### WHAT THIS EXERCISE ASKS
- a) Using the passage on World War I veterans, answer each of these:
(i) How old is Frank Buckles, and in what town does he live?
(ii) On what date did the American Expeditionary Force land?
(iii) How many residents of Washington, D.C., does the District of Columbia War Memorial honor?
- b) In one to three sentences, explain what prompted Frank Buckles to push for the District of Columbia War Memorial's re-dedication, according to the passage on World War I veterans.
- c) Carry the passage on World War I veterans forward from its final sentence.

### EXCERPTED PASSAGE

For nine decades we've honored our veterans on Nov. 11, the day the guns fell silent on the bloody battlefields of Europe. World War I, "the war to end all wars," was over and America was forever changed.

Fate and good health have anointed 108-year-old Frank Buckles of Charles Town, W.Va., as the last living American veteran of that war. Buckles and his fellow "doughboys" once stood 4.7 million strong. They were young, eager, invincible and admittedly unprepared for what they would later encounter.

French and British soldiers had already endured three years of horrific trench warfare when the American Expeditionary Force landed on July 3, 1917.

"Every last one of us Yanks believed we'd wrap this thing up in a month or two and head back home before harvest. In other words, we were the typical, cocky Americans no one wants around, until they need help winning a war," Buckles remembers in his letters and public remarks.

Victory came 17 months later at a cost of 116,000 American dead and 205,000 wounded.

Our country responded with gratitude and a day of remembrance.

World War I had brought our nation into global conflicts for the first time and defined Americans as defenders, liberators and promoters of peace and democracy.

Along the National Mall in Washington, D.C., sit monuments honoring the veterans of World War II, Korea and Vietnam.

But there is no national World War I monument and that's an inexcusable slight.

The District of Columbia War Memorial, which sits within the Mall's "War Memorial Park" between the World War II and Korean War Memorials, honors only the 499 residents of Washington, D.C., who gave their lives in World War I. Its deteriorating condition and poor upkeep inspired this last living veteran of that war to advocate and raise funds for the re-dedication of that site as a National World War I Memorial.

### INFORMATION SHOWN
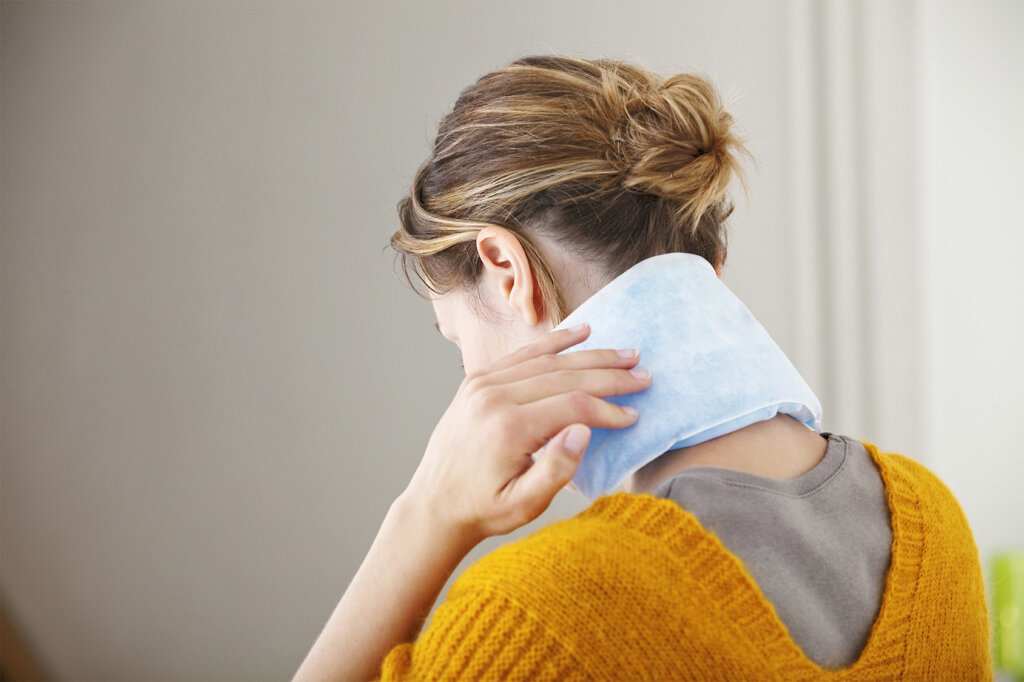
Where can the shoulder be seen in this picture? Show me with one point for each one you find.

### EXPECTED ANSWERS
- a)
(i) He is 108 years old and lives in Charles Town, W.Va.
(ii) July 3, 1917.
(iii) 499 residents, who gave their lives in World War I.

- b) The memorial's deteriorating condition and poor upkeep inspired Buckles to advocate and raise funds for it. He wanted the site re-dedicated as a National World War I Memorial.

- c)
But that takes an act of Congress. H.R. 482, the Frank Buckles World War I Memorial Act, was introduced in January of this year. It lingers in committee.

In 2017, the United States will commemorate the centennial of our entry into World War I. Frank Buckles will not be present to see if his dream became a reality.

"As the last veteran of World War I, I feel a deep sense of responsibility to give proper recognition to all of the millions who fought in that war and are now gone. I intend to give all my efforts in the time I have left to see that a national memorial to World War I joins the other war memorials on the National Mall," says Buckles.

By asking our congress members to support a National World War I Memorial in Washington and by contributing to the National World War I Memorial Foundation, we can at long last honor all the veterans of the war that established America's standing in the world.